ASSIGNMENT: Which lines of the data include the string "Target"? List them all.

RECORDS SUPPLIED:
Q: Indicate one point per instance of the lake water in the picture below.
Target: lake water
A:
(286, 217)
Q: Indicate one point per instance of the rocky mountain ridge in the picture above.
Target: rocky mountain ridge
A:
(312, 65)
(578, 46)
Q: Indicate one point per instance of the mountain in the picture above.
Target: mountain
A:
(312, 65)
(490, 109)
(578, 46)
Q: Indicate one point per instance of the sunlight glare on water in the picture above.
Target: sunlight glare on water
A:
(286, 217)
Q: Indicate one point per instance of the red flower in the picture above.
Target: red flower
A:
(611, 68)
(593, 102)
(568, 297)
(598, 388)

FINISHED EXERCISE:
Target: lake water
Target: rocky mountain ridge
Target: mountain
Target: sunlight glare on water
Target: red flower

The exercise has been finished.